TASK REQUIREMENTS:
Starting from the line that contains "Wildlife-tally tagging: find every instance of the white ceramic", reproduce each line exactly through the end of the material, and include no other lines.

DATA TO PROCESS:
════════════════
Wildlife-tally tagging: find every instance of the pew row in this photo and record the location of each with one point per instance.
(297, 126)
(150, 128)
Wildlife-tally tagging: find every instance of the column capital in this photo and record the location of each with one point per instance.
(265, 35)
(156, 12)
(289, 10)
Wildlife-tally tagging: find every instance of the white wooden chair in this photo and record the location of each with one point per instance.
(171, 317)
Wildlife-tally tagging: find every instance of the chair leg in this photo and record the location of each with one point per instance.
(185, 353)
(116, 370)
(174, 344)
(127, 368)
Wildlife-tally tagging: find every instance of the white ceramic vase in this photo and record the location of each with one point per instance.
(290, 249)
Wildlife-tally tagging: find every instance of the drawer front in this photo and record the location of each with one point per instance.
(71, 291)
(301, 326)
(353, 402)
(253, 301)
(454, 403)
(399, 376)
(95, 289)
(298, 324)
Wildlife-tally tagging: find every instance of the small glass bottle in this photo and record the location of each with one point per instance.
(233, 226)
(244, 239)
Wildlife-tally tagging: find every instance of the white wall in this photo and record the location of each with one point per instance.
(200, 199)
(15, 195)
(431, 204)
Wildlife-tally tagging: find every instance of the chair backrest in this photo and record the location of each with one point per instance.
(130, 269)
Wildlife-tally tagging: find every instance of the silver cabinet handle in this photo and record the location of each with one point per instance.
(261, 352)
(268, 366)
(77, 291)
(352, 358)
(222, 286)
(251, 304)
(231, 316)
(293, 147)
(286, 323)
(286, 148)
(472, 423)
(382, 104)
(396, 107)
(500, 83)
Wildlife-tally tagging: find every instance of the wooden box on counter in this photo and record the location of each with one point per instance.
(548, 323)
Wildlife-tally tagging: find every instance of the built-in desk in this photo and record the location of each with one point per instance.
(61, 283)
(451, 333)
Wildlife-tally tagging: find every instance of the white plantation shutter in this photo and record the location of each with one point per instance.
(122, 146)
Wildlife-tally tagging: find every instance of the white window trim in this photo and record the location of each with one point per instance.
════════════════
RESPONSE TO THE TASK:
Wildlife-tally tagging: find every instance of the white ceramic vase in this photo and record the location of each with one point per instance.
(290, 249)
Wildlife-tally tagging: find every instance of the drawer front in this photo and record the location of each with one point per instance.
(71, 291)
(301, 326)
(353, 402)
(253, 301)
(454, 403)
(399, 376)
(95, 289)
(298, 324)
Wildlife-tally tagging: find every instance of the small glass bottle in this photo and record the location of each with one point per instance.
(233, 226)
(244, 239)
Wildlife-tally tagging: find every instance of the white wall in this photo and record the location of each with one point per instance.
(200, 199)
(15, 195)
(431, 204)
Wildlife-tally tagging: find every instance of the chair backrest in this photo and record the location of each with one point per instance.
(130, 269)
Wildlife-tally tagging: find every instance of the silver cabinet handle in this photo and record the location of each with one point per instance.
(261, 352)
(268, 366)
(77, 291)
(352, 358)
(222, 286)
(251, 304)
(231, 316)
(293, 147)
(286, 323)
(286, 148)
(472, 423)
(382, 104)
(396, 107)
(500, 83)
Wildlife-tally tagging: find every instance of the wooden box on counter in this photo and record the location of each with one point per instance.
(548, 323)
Wildlife-tally tagging: find every instance of the built-in desk in this photo and record the location of each with one point per instance.
(61, 283)
(451, 333)
Wildlife-tally tagging: find every instance of the white plantation shutter in this photo and record the location of each with one point per instance.
(122, 146)
Wildlife-tally tagging: find every instance of the white window trim in this photo and record the location of each with one point per instance.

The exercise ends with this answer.